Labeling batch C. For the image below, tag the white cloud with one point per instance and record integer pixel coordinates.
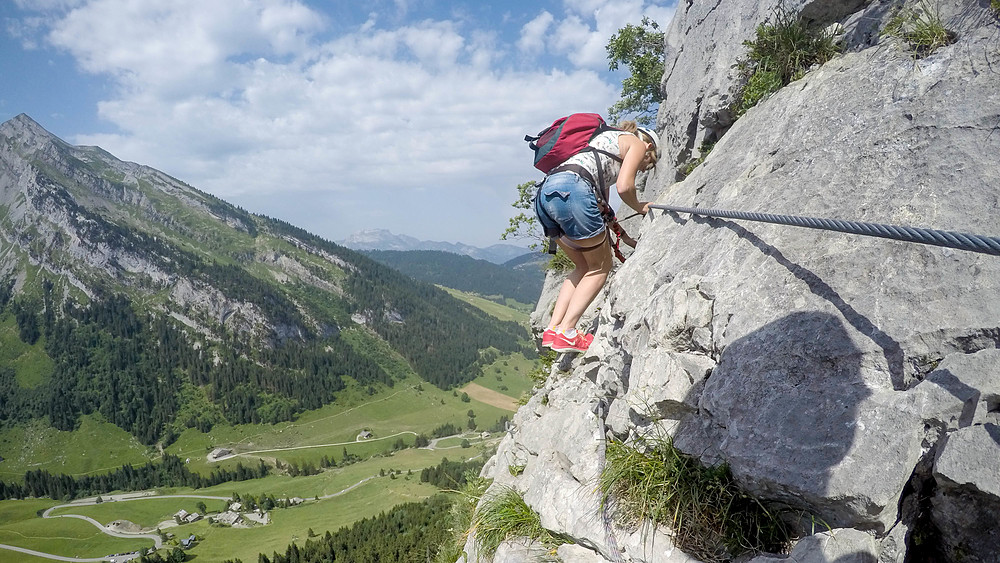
(250, 101)
(582, 33)
(533, 33)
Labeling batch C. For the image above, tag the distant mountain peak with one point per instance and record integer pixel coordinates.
(383, 239)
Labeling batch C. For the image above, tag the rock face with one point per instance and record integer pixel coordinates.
(852, 378)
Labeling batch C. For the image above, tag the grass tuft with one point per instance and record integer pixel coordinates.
(504, 515)
(710, 516)
(782, 51)
(921, 28)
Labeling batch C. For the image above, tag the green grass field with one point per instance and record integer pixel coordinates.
(409, 408)
(95, 447)
(69, 537)
(31, 364)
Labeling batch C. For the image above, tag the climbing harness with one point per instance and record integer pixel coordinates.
(950, 239)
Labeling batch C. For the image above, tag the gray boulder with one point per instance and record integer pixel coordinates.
(851, 379)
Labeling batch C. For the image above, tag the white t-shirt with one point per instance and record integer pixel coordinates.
(607, 141)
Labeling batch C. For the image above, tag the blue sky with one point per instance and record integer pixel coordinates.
(336, 116)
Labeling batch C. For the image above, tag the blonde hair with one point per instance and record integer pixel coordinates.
(632, 127)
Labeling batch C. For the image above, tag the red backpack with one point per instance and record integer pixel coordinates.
(564, 138)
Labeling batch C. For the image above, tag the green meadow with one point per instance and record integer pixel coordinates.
(334, 498)
(94, 447)
(31, 364)
(68, 537)
(378, 477)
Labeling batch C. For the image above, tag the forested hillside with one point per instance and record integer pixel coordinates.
(464, 273)
(128, 293)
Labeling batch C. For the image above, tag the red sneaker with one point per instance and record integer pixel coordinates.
(579, 343)
(548, 337)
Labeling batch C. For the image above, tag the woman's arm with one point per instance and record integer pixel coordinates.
(633, 151)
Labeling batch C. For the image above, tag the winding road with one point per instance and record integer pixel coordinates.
(145, 495)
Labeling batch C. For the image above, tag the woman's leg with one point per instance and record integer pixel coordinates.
(569, 284)
(584, 283)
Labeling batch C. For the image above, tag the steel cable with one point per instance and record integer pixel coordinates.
(950, 239)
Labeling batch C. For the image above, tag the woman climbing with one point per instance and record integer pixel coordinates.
(574, 199)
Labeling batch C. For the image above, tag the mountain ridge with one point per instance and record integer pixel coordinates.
(106, 261)
(383, 239)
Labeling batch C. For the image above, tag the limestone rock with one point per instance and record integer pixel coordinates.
(966, 504)
(853, 379)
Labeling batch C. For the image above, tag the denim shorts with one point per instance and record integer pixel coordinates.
(566, 200)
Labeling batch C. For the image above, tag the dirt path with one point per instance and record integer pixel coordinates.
(490, 397)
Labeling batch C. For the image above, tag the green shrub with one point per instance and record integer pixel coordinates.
(921, 29)
(710, 516)
(782, 51)
(504, 515)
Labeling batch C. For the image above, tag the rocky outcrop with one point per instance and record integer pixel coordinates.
(851, 378)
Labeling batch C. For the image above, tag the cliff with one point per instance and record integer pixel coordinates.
══════════════════════════════
TASK BRIEF: Transcribe all of the material exactly, leaving out whatever pictures it contains.

OUTPUT:
Labeling batch C. For the image below, tag the white cloud with one point per instance and record integer pixel coordinates.
(250, 101)
(582, 33)
(533, 33)
Labeling batch C. For the image above, tag the distant mountain peak with one point per instance and record integer pixel coordinates.
(383, 239)
Labeling batch C. For the image above, tag the rock face with one point per instance and record integer pixel coordinates.
(852, 378)
Labeling batch C. For the image above, tag the grass tuft with one point per instance and record integer pixel coordinates.
(504, 515)
(710, 516)
(782, 51)
(921, 28)
Labeling batch C. For the image above, tag the green grass field with one point per instance and record integer pixel coordinates.
(409, 408)
(95, 447)
(69, 537)
(31, 364)
Labeling batch C. For the image above, tag the climbing harness with one point per instance and record integer pixel coordinates.
(950, 239)
Labeling batch C. For the image above, tag the gray boulder with one point per instance and record integer pixel coordinates.
(851, 379)
Labeling batch C. For the image above, tag the white t-shirt with one point per instance and record integer pixel coordinates.
(607, 141)
Labeling batch C. For the image above, tag the blue sky with one point per instance and record integer pixel coordinates.
(336, 116)
Labeling batch C. For the image above, tag the blonde hair with one point per instance and record integer pixel coordinates.
(632, 127)
Labeling batch C. For the image above, tag the red backpack with one point per instance and record integer pixel coordinates.
(564, 138)
Labeling batch C. For the image above, tag the green meadow with one point per instance and record integer pixel coordinates.
(334, 498)
(94, 447)
(31, 364)
(68, 537)
(378, 477)
Labeling batch C. For the image above, tag the forested hillside with one point per instance and record integer pixel coordinates.
(464, 273)
(128, 293)
Labeling batch C. For the image above, tag the red sneaker with one point per instance and record integer pixel coordinates.
(579, 343)
(548, 337)
Labeling batch C. For the image above, tag the woman's arm with one point per instance and record integer pixel coordinates.
(633, 151)
Labeling batch C. For the image above, tag the winding road with one point per instance and record integer pixel coordinates.
(145, 495)
Labeling batch C. For the image above, tag the woman's leg with one point per instance and record integer pixel coordinates.
(569, 284)
(584, 283)
Labeling batch C. For the image above, tag the steel cable with one point per instance and record integer pixel coordinates.
(950, 239)
Labeling batch C. For the image above, tag the woman climbing with one point per instance and record integer pixel coordinates.
(574, 199)
Labeling batch C. For the image above, tag the mountain ridge with one point per instance and record integer pixel coordinates.
(106, 261)
(383, 239)
Labeling batch C. For the image above, tag the limestone rock with one point per instance and record integer pixel coordinates.
(966, 504)
(853, 379)
Labeling batch C. For the image above, tag the denim shorts with one point per instance and record integer pixel coordinates.
(566, 200)
Labeling batch C. For the image above, tag the dirt path with one point per instance and record integer pixel coordinates.
(490, 397)
Labeling batch C. For the image above, tag the green shrub with one point per instance and record integer pixel coordinates.
(921, 29)
(710, 516)
(782, 51)
(504, 515)
Labeling batch C. For the image above, tag the rocky outcrop with one point per instance and record integer pixel coordinates.
(851, 378)
Labeling batch C. For the image above, tag the cliff with one point per instance and record integer pixel coordinates.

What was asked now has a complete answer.